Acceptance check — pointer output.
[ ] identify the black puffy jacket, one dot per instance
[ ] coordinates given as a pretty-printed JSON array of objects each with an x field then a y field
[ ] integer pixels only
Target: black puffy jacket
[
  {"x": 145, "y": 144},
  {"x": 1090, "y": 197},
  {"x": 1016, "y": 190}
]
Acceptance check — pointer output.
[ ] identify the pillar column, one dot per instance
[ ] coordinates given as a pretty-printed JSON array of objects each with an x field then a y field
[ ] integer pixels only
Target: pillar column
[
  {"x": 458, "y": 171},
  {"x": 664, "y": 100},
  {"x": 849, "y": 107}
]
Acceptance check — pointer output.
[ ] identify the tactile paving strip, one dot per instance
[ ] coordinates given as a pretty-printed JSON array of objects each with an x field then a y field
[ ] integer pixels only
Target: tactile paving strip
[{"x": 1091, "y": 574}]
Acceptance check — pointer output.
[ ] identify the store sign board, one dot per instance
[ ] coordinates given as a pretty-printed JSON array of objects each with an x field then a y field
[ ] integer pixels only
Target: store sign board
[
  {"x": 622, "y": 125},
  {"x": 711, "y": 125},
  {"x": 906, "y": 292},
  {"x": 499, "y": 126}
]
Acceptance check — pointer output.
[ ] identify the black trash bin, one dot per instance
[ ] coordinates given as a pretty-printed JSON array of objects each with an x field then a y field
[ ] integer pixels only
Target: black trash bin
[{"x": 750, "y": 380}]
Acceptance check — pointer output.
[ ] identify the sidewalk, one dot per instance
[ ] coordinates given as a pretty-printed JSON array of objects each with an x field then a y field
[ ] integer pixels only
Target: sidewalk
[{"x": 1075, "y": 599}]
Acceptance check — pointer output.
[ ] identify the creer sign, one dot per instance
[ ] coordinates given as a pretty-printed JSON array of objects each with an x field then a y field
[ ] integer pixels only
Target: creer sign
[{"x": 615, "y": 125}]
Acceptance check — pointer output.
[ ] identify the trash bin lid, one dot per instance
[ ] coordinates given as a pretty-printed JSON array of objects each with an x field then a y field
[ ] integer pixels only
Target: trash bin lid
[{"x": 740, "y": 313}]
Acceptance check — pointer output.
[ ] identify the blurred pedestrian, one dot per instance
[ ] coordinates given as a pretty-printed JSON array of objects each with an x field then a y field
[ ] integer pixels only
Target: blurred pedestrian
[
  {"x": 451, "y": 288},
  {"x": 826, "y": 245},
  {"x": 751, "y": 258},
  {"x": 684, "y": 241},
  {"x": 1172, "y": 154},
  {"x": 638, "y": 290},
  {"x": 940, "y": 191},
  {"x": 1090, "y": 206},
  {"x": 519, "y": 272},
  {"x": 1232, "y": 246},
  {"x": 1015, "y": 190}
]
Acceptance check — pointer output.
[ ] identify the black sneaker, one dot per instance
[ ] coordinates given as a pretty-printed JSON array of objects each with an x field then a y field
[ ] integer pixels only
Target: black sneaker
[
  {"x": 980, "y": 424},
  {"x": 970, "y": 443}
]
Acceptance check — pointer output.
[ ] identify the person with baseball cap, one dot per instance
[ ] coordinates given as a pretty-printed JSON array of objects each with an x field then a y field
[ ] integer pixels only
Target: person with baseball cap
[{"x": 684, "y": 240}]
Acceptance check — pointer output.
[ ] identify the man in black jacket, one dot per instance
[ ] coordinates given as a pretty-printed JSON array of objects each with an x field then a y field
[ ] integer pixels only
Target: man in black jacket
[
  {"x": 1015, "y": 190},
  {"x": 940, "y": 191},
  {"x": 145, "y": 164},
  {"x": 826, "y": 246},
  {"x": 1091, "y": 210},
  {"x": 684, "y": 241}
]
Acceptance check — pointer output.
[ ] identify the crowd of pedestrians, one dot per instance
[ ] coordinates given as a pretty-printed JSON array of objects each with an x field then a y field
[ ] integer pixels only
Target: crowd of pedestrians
---
What this task involves:
Exactly reproduce the material above.

Completed task:
Acceptance check — pointer output.
[ ] identify the black puffy jacket, one dot per instance
[ ] coordinates given as a pretty-printed JSON array of objects each with an x field then a y field
[ ] integer pixels only
Target: black puffy jacket
[
  {"x": 145, "y": 144},
  {"x": 1090, "y": 197},
  {"x": 1016, "y": 190}
]
Acceptance check — pointer output.
[ ] identify the pillar column, one dot per instance
[ ] coordinates given as a pretty-printed JSON array of objects each with an x field then a y field
[ ] integer pixels only
Target: pillar column
[
  {"x": 458, "y": 171},
  {"x": 664, "y": 100},
  {"x": 849, "y": 107}
]
Acceptance check — pointer output.
[ ] identify the tactile paving strip, one dot per instance
[ ] coordinates given as a pretty-printed JSON array of objects each with an x field then a y field
[ ] integer pixels only
Target: tactile paving strip
[{"x": 1091, "y": 574}]
Acceptance check — pointer output.
[ ] identify the store sign board, one dot per instance
[ ] coordinates given as a pretty-printed JSON array of objects each with an x field then a y field
[ ] integer pixels only
Target: store sign board
[
  {"x": 622, "y": 125},
  {"x": 711, "y": 125},
  {"x": 906, "y": 292},
  {"x": 499, "y": 126}
]
Acceptance check — pointer output.
[ ] identify the black trash bin, one dot per instance
[ ] coordinates given as a pretty-printed JSON array of objects each with an x field then a y field
[ ] integer pixels only
Target: black trash bin
[{"x": 750, "y": 380}]
Acceptance check — pointer output.
[ ] identify the sidewalk, one dot per instance
[ ] coordinates given as a pretty-printed JSON array of objects each with an x field then a y field
[ ] integer pixels only
Target: sidewalk
[{"x": 1075, "y": 599}]
Acceptance check — pointer output.
[ ] identify the creer sign, one dot per instance
[ ] coordinates given as a pretty-printed JSON array of objects each with an x field then a y field
[ ] integer pixels only
Target: creer sign
[{"x": 615, "y": 125}]
Acceptance check — pointer output.
[ ] identify the trash bin lid, one dot per instance
[ ] coordinates given as a pretty-printed JSON array of objects each with an x field then a y field
[ ] integer pixels only
Target: trash bin lid
[{"x": 740, "y": 313}]
Acceptance check — pointer output.
[ ] identify the blurred pedestrian, one dot per instance
[ ] coordinates given as a pretty-printed JSON array of objects each with an x field then a y field
[ ] integer pixels only
Target: blurred pedestrian
[
  {"x": 451, "y": 288},
  {"x": 826, "y": 245},
  {"x": 751, "y": 258},
  {"x": 684, "y": 241},
  {"x": 1172, "y": 154},
  {"x": 638, "y": 290},
  {"x": 940, "y": 191},
  {"x": 1090, "y": 206},
  {"x": 519, "y": 272},
  {"x": 1232, "y": 246},
  {"x": 1015, "y": 190}
]
Acceptance check — pointer output.
[ ] identify the black sneaker, one dot per instance
[ ] coordinates given as a pretty-printed JSON array of objects each with an x field then a y field
[ ] integer pixels only
Target: black sneaker
[
  {"x": 980, "y": 424},
  {"x": 970, "y": 443}
]
Acceptance check — pointer output.
[ ] identify the person with baseball cap, one dot per instance
[ ] coordinates given as a pretty-printed JSON array of objects each with an x field then a y field
[ ] integer pixels only
Target: person with baseball cap
[{"x": 684, "y": 240}]
Acceptance check — pointer output.
[ ] identify the man in black jacket, one dot per instance
[ ] coordinates given as a pretty-printed JSON array of objects each with an x field then a y field
[ ] integer pixels only
Target: man in black jacket
[
  {"x": 1015, "y": 190},
  {"x": 940, "y": 191},
  {"x": 145, "y": 164},
  {"x": 826, "y": 246},
  {"x": 1091, "y": 210},
  {"x": 684, "y": 241}
]
Acceptance check — pointer output.
[ ] identify the crowd of pedestrians, one dot per instance
[ ] coordinates given as a pretty-printed JSON array of objects each with an x field then a y field
[ ] integer pixels only
Target: crowd of pedestrians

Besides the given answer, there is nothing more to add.